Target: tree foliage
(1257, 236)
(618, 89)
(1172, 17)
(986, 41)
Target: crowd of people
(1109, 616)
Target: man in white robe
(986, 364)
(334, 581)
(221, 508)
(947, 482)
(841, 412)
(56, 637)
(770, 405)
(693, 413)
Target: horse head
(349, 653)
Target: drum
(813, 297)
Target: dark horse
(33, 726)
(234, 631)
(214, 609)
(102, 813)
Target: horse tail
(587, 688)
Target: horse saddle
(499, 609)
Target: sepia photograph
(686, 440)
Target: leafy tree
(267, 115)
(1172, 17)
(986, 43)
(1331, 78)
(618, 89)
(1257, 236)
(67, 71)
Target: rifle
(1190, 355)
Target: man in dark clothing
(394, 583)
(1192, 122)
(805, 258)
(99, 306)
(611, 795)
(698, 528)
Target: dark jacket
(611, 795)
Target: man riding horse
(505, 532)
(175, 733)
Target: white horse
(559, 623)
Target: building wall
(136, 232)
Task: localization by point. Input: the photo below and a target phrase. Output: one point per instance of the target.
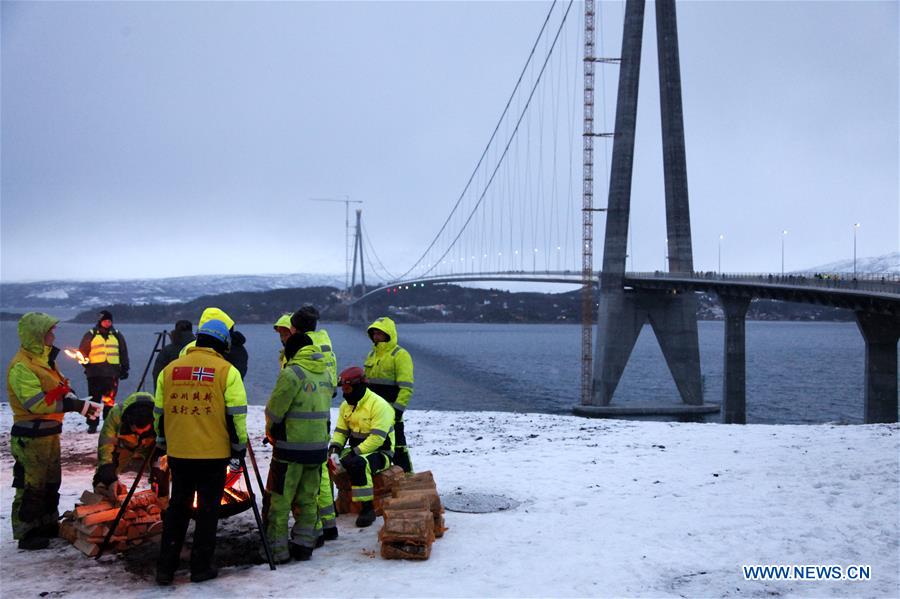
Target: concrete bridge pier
(881, 333)
(734, 384)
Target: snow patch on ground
(608, 508)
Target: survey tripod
(157, 347)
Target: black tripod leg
(262, 533)
(115, 523)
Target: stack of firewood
(413, 518)
(88, 524)
(383, 485)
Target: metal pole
(262, 533)
(157, 347)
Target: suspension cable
(506, 148)
(490, 141)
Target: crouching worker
(127, 436)
(38, 396)
(297, 426)
(200, 417)
(367, 421)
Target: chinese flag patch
(193, 373)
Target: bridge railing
(877, 282)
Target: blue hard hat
(217, 330)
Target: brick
(98, 517)
(85, 510)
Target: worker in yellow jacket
(38, 396)
(389, 372)
(107, 354)
(127, 436)
(297, 416)
(305, 320)
(366, 421)
(200, 417)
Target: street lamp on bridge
(783, 235)
(721, 237)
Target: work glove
(106, 474)
(62, 392)
(334, 464)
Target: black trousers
(206, 478)
(98, 386)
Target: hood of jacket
(215, 314)
(181, 338)
(237, 338)
(309, 358)
(32, 328)
(387, 326)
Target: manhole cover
(478, 503)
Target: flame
(76, 355)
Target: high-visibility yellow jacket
(389, 369)
(321, 339)
(200, 409)
(118, 443)
(298, 410)
(106, 352)
(33, 383)
(369, 425)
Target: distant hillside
(82, 295)
(878, 265)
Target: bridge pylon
(623, 312)
(356, 311)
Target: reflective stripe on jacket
(389, 367)
(104, 349)
(298, 410)
(28, 380)
(369, 426)
(200, 409)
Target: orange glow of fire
(76, 355)
(235, 495)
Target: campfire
(235, 499)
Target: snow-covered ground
(608, 508)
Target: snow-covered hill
(86, 294)
(878, 265)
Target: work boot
(33, 542)
(366, 515)
(51, 530)
(301, 554)
(204, 575)
(164, 577)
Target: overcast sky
(177, 138)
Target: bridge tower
(357, 312)
(623, 312)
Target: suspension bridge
(518, 218)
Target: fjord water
(796, 372)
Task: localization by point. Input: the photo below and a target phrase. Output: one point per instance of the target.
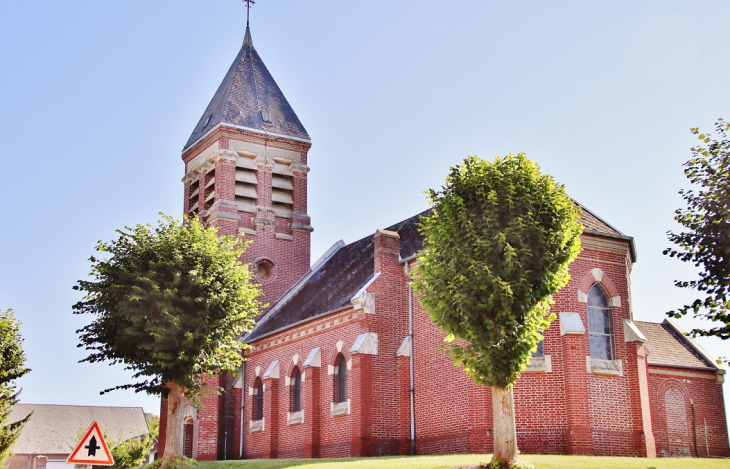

------------------------------

From the material above, copy everything exactly but the pictures.

Answer:
Target: tree foliage
(1257, 236)
(618, 89)
(1172, 17)
(986, 41)
Target: crowd of people
(1109, 616)
Target: man in white robe
(986, 364)
(334, 581)
(221, 508)
(947, 482)
(841, 412)
(56, 637)
(770, 405)
(693, 413)
Target: horse head
(349, 653)
Target: drum
(813, 297)
Target: dark horse
(33, 726)
(234, 631)
(214, 609)
(102, 813)
Target: horse tail
(587, 688)
Target: horse saddle
(499, 609)
Target: sepia photograph
(686, 440)
Target: leafy tree
(267, 115)
(1172, 17)
(986, 43)
(1331, 78)
(618, 89)
(1257, 236)
(67, 71)
Target: rifle
(1190, 355)
Target: man in dark clothing
(394, 583)
(1192, 122)
(805, 258)
(99, 306)
(611, 795)
(698, 528)
Target: dark jacket
(611, 795)
Target: man riding horse
(505, 532)
(175, 733)
Target: white horse
(559, 623)
Target: building wall
(136, 232)
Task: localization by point. Input: the photo below and a target phrase. Output: one point per instance of the target.
Target: concrete bridge pier
(881, 333)
(734, 384)
Target: snow patch on ground
(608, 508)
Target: survey tripod
(157, 347)
Target: black tripod leg
(262, 533)
(115, 523)
Target: stack of firewood
(413, 518)
(88, 524)
(383, 485)
Target: metal pole
(262, 533)
(157, 347)
Target: suspension cable
(506, 148)
(490, 141)
Target: crouching worker
(127, 436)
(38, 396)
(297, 426)
(200, 417)
(367, 421)
Target: chinese flag patch
(193, 373)
Target: bridge railing
(877, 282)
Target: blue hard hat
(217, 330)
Target: brick
(98, 517)
(85, 510)
Target: worker in yellow jacket
(38, 396)
(389, 372)
(107, 354)
(127, 436)
(297, 416)
(305, 320)
(366, 421)
(200, 417)
Target: street lamp on bridge
(783, 235)
(721, 237)
Target: work glove
(106, 474)
(62, 392)
(334, 464)
Target: black trousers
(206, 478)
(98, 386)
Target: hood of jacket
(215, 314)
(181, 338)
(237, 338)
(309, 358)
(32, 328)
(387, 326)
Target: manhole cover
(478, 503)
Target: flame
(76, 355)
Target: high-visibility yellow jacket
(389, 369)
(321, 339)
(200, 409)
(118, 443)
(298, 410)
(106, 352)
(33, 383)
(369, 425)
Target: distant hillside
(82, 295)
(878, 265)
Target: bridge pylon
(623, 312)
(356, 311)
Target: reflective stripe on jacket
(389, 367)
(104, 349)
(298, 410)
(28, 380)
(369, 426)
(200, 409)
Target: orange glow of fire
(76, 355)
(235, 495)
Target: campfire
(235, 499)
Target: snow-covered ground
(608, 508)
Target: snow-covered hill
(86, 294)
(878, 265)
Target: work boot
(33, 542)
(366, 515)
(51, 530)
(301, 554)
(204, 575)
(164, 577)
Target: overcast sky
(177, 138)
Target: bridge tower
(357, 312)
(623, 312)
Target: suspension bridge
(518, 218)
Target: fjord water
(796, 372)
Task: localization by point. Input: the photo below and a target phrase. Output: one point per instance of the target.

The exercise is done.